- DATA LISTING:
────────
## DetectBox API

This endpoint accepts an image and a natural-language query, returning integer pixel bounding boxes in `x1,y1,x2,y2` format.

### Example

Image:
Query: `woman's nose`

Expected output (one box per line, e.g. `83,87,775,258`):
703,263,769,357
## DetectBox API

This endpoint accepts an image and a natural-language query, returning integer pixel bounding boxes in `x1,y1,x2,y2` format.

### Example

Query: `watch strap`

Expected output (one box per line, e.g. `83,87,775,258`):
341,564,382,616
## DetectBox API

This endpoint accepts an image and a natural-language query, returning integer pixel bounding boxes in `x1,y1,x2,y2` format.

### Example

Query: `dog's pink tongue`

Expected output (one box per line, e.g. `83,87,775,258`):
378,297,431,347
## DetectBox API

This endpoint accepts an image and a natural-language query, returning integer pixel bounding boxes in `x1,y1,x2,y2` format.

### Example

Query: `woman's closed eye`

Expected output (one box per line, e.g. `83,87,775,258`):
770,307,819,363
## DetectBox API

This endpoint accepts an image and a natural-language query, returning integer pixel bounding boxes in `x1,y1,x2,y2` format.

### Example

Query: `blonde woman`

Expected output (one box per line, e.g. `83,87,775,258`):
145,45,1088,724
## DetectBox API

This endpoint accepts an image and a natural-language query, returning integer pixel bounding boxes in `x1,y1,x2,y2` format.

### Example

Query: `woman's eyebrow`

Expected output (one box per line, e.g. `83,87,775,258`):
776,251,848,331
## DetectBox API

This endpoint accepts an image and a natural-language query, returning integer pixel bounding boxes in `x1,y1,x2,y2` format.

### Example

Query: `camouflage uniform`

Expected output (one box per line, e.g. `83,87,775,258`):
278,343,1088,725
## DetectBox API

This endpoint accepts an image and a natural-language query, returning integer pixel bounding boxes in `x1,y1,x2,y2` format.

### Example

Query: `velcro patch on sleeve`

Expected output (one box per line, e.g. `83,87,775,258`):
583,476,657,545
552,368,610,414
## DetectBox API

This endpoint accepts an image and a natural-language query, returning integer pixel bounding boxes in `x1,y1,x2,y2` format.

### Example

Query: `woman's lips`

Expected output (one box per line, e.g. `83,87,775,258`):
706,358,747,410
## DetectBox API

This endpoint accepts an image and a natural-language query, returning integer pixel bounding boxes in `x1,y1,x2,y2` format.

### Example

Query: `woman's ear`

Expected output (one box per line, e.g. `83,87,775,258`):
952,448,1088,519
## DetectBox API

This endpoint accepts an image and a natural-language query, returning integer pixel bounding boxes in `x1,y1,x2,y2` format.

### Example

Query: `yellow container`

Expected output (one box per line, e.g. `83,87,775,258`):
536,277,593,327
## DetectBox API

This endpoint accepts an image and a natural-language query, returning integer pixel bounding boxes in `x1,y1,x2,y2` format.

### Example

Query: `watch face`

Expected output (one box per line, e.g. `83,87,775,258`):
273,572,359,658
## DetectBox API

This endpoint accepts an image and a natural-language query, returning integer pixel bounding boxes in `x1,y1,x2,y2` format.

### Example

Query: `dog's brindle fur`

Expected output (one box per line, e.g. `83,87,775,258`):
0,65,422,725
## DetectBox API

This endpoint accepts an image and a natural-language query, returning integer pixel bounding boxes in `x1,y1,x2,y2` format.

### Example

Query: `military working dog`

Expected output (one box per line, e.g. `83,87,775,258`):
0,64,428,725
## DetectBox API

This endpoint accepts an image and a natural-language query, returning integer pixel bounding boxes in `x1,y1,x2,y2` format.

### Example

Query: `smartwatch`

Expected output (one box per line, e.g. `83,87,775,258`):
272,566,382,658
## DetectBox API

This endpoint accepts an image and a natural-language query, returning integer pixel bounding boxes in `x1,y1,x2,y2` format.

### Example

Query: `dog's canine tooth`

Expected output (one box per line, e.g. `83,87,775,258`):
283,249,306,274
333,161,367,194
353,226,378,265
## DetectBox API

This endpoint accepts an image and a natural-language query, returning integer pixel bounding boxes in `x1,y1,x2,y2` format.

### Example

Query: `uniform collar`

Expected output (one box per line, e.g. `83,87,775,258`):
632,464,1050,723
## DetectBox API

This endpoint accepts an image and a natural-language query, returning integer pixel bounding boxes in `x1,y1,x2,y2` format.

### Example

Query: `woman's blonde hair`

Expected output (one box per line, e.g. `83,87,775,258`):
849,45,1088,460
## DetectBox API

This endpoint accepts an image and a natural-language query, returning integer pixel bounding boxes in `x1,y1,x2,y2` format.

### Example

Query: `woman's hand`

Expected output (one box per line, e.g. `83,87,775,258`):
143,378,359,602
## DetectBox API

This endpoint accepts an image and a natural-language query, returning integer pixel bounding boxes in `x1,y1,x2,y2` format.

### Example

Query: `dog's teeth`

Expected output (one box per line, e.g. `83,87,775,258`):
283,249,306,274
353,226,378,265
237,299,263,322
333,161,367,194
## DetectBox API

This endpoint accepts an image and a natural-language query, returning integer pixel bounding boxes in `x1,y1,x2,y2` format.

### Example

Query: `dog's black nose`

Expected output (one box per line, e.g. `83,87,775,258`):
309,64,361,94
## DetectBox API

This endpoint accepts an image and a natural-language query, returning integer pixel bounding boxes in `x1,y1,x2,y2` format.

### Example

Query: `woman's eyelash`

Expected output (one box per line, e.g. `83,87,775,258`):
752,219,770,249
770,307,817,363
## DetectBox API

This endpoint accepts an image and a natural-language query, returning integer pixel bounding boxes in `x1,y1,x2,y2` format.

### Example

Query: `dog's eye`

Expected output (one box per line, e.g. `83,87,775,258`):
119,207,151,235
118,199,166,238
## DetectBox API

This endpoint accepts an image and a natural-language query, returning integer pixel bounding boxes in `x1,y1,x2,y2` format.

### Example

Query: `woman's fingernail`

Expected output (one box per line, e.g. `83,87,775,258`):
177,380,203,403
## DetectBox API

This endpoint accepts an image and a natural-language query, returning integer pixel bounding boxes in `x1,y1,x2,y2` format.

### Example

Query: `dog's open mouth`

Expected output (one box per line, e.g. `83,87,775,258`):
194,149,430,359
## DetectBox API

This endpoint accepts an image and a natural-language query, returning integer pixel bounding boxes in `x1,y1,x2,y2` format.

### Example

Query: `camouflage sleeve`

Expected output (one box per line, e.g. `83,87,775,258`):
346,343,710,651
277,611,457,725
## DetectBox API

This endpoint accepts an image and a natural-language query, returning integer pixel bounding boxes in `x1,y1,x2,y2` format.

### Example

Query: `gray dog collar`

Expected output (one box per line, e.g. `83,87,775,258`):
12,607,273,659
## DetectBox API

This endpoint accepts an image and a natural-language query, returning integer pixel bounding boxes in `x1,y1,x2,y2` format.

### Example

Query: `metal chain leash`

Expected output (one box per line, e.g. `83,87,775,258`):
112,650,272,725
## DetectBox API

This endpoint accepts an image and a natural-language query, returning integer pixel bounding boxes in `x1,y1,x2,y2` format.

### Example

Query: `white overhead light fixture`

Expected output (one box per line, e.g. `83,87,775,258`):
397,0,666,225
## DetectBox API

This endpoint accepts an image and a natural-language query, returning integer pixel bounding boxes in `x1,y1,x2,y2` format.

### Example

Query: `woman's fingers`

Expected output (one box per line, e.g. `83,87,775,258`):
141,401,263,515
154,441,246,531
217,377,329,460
────────
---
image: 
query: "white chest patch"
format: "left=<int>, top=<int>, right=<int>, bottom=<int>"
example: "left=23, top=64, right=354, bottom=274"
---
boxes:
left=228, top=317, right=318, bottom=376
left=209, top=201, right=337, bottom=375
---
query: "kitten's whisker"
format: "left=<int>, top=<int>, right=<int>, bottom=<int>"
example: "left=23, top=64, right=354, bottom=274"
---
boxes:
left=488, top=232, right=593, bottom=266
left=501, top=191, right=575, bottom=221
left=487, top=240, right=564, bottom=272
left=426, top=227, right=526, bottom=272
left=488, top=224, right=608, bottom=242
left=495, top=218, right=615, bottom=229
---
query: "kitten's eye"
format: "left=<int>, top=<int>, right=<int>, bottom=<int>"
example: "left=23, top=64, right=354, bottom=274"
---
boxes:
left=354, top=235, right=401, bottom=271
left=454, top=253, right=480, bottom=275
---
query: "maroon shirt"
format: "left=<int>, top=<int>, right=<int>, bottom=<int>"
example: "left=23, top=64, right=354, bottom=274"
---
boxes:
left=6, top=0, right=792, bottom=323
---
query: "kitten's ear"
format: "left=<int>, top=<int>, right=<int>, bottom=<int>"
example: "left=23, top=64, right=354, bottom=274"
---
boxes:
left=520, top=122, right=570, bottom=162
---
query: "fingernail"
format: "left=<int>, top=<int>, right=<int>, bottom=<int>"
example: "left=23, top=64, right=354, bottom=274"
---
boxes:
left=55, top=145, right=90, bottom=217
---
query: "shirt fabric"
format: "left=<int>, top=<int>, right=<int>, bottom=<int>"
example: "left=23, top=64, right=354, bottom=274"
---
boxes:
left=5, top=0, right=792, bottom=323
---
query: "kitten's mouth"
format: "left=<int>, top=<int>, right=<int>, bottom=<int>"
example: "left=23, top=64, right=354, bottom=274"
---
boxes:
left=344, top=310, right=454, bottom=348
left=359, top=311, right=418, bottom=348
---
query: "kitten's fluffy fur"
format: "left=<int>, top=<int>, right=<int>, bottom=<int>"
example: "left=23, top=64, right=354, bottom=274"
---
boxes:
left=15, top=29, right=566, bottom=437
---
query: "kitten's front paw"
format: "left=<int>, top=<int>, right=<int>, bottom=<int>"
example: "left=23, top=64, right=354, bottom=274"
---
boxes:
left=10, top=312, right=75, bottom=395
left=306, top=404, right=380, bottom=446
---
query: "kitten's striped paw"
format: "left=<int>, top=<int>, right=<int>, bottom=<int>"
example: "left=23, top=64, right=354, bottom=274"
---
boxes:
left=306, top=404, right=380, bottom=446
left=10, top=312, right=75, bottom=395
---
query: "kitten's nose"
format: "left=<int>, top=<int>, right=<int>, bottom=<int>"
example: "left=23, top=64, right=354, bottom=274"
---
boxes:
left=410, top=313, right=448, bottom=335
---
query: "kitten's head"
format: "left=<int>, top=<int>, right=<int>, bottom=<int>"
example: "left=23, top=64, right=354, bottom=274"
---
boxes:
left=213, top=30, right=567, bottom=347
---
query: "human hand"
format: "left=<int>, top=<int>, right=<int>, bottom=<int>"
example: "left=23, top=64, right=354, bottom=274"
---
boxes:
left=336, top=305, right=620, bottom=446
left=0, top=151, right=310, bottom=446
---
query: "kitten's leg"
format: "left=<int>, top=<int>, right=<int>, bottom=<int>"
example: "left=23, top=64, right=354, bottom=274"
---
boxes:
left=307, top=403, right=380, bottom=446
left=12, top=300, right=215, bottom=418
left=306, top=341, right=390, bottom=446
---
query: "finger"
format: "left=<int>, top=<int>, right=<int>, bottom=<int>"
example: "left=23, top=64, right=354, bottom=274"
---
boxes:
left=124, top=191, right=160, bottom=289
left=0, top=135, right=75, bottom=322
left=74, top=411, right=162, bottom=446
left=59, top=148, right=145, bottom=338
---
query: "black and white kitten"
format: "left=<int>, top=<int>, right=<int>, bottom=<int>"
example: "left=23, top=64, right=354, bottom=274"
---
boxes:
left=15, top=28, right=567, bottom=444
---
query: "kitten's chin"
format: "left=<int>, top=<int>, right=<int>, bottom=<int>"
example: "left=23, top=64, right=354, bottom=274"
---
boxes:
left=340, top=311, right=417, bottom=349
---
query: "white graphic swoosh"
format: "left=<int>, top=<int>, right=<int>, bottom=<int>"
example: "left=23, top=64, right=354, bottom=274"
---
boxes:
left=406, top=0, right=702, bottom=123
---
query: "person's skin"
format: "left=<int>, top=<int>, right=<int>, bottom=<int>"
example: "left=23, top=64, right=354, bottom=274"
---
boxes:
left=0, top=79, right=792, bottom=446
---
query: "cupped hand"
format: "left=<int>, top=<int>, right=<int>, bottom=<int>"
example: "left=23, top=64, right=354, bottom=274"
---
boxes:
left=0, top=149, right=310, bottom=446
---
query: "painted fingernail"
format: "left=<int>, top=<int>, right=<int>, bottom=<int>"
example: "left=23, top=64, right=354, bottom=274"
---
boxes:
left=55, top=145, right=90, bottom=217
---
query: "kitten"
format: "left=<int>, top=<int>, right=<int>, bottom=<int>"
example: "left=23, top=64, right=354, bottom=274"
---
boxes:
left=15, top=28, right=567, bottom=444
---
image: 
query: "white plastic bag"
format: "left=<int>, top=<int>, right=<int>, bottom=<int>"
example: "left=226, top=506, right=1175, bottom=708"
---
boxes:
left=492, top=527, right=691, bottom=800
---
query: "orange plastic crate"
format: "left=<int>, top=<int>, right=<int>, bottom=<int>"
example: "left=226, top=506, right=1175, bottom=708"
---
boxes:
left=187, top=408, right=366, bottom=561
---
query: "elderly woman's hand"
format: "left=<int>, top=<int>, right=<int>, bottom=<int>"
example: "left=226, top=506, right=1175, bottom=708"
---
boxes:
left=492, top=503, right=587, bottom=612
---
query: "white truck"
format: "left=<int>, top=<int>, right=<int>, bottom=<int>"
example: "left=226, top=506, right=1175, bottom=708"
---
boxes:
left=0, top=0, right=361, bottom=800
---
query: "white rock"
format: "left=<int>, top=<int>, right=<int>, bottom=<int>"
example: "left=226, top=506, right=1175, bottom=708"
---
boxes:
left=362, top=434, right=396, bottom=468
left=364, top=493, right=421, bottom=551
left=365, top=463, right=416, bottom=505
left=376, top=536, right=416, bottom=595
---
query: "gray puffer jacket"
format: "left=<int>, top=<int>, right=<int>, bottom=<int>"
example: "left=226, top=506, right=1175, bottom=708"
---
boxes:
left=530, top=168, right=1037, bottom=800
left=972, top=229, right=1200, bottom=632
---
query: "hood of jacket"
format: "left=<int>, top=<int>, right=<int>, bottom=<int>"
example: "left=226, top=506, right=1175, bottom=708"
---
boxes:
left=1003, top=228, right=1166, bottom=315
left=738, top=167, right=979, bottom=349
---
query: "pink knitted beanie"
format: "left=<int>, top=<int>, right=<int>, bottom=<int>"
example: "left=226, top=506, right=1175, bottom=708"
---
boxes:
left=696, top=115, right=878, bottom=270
────────
- TASK PROMPT:
Which lines above contain the word "nose"? Gather each of them and copy it out in full.

- TASK RESPONSE:
Query: `woman's nose`
Query: `dog's black nose`
query: "kitten's nose"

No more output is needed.